REQUIRED WORK>
Output each line of the records below as a row in a Markdown table with the columns "Row" and "Record line," numbering the rows and skipping any blank lines. Leave the pictures out of the table.

Position identification records:
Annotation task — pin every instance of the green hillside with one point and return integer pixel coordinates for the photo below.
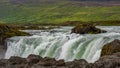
(55, 12)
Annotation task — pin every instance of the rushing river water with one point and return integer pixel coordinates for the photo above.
(59, 43)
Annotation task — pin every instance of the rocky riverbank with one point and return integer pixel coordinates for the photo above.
(111, 60)
(7, 32)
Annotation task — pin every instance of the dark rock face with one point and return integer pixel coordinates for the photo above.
(111, 48)
(87, 29)
(34, 61)
(112, 61)
(6, 32)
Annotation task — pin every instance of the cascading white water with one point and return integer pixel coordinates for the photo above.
(60, 44)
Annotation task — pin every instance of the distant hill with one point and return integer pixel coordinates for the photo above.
(57, 11)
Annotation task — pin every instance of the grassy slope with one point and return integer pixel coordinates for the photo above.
(55, 13)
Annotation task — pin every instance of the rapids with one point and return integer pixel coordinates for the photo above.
(61, 44)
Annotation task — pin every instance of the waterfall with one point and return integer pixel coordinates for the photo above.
(60, 45)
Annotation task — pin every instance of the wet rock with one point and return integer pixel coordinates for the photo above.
(6, 32)
(33, 59)
(87, 29)
(110, 48)
(77, 64)
(110, 61)
(16, 60)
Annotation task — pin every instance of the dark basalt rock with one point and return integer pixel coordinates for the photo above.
(110, 48)
(110, 61)
(6, 32)
(87, 29)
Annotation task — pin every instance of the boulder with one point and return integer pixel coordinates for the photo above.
(110, 48)
(6, 32)
(87, 29)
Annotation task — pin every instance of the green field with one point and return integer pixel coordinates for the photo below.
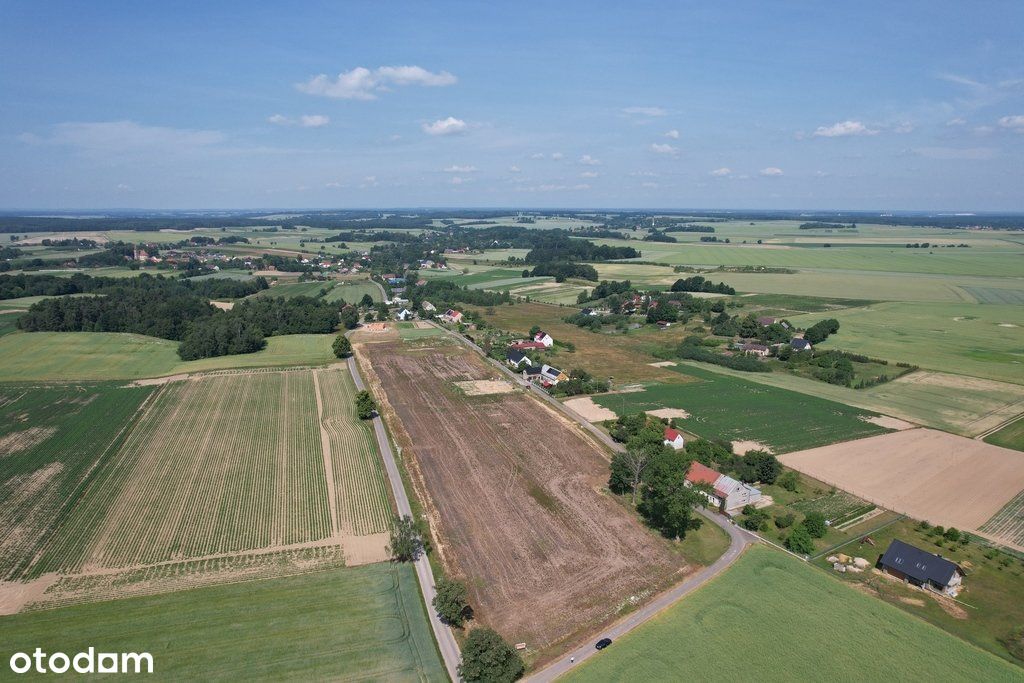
(729, 408)
(99, 355)
(978, 340)
(951, 402)
(351, 624)
(50, 440)
(772, 617)
(1011, 436)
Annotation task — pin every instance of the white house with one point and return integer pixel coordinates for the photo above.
(544, 338)
(452, 315)
(727, 494)
(674, 438)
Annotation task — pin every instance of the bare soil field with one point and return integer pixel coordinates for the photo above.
(925, 473)
(589, 410)
(514, 495)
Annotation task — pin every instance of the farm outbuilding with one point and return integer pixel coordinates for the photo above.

CORRECT ANSWER>
| Row | Record line |
|---|---|
| 1 | Annotation task — pin every instance of the green hillside with one point and return integer pixel coordinates for the photo below. |
| 2 | (55, 12) |
| 3 | Annotation task — pin every instance of the rushing river water with one point and return integer pixel coordinates for the photo above. |
| 4 | (59, 43) |
| 5 | Annotation task — pin every instance of the rocky riverbank with one point and return integer pixel coordinates for the photo above. |
| 6 | (111, 60) |
| 7 | (7, 32) |
| 8 | Annotation task — pin every instance of the dark rock face with one point and return integer pixel coordinates for the photo above. |
| 9 | (111, 48) |
| 10 | (87, 29) |
| 11 | (34, 61) |
| 12 | (112, 61) |
| 13 | (6, 32) |
| 14 | Annotation task — pin every instance of the cascading white water with one point and return integer pixel coordinates for the photo above. |
| 15 | (60, 44) |
| 16 | Annotation task — pin every instance of the distant hill with one point and return integer pixel coordinates for the photo above. |
| 17 | (57, 11) |
| 18 | Annotation task — pin every instance of the grassy slope with one point and return integer pixel coordinates for the photo above. |
| 19 | (55, 13) |
| 20 | Annotation task — pin every instance of the rapids with one point and return integer pixel coordinates for the photo above. |
| 21 | (61, 44) |
| 22 | Annotation task — pin every instance of the waterfall with one point and return integer pixel coordinates for the photo above. |
| 23 | (60, 45) |
| 24 | Annotation task — pin every instance of the wet rock with one point and return integer pixel coordinates for the photo above. |
| 25 | (6, 32) |
| 26 | (33, 59) |
| 27 | (87, 29) |
| 28 | (110, 48) |
| 29 | (77, 64) |
| 30 | (110, 61) |
| 31 | (16, 60) |
| 32 | Annotation task — pin every instance of the dark basalt rock with one point and return integer pixel coordinates for the photo above. |
| 33 | (110, 48) |
| 34 | (110, 61) |
| 35 | (6, 32) |
| 36 | (87, 29) |
| 37 | Annotation task — pin every instance of the boulder with one point and return integer pixel coordinates for the photo above. |
| 38 | (110, 48) |
| 39 | (6, 32) |
| 40 | (87, 29) |
| 41 | Annotation task — pin every instance of the green field with one point and return integer pixel coordinates for the photo below. |
| 42 | (729, 408) |
| 43 | (99, 355) |
| 44 | (978, 340) |
| 45 | (951, 402) |
| 46 | (351, 624) |
| 47 | (50, 440) |
| 48 | (772, 617) |
| 49 | (1011, 436) |
| 50 | Annotation task — pin every instance of the white house with one point and return integer pixel coordinates for the photo above. |
| 51 | (544, 338) |
| 52 | (452, 315) |
| 53 | (727, 494) |
| 54 | (674, 438) |
| 55 | Annotation task — pin every instance of the bare soil field with one point and return integer pixel coordinates for the photo above. |
| 56 | (925, 473) |
| 57 | (589, 410) |
| 58 | (514, 495) |
| 59 | Annotation task — pin every instance of the farm outbuilding with one point and return integer pixel coordinates for the photo above. |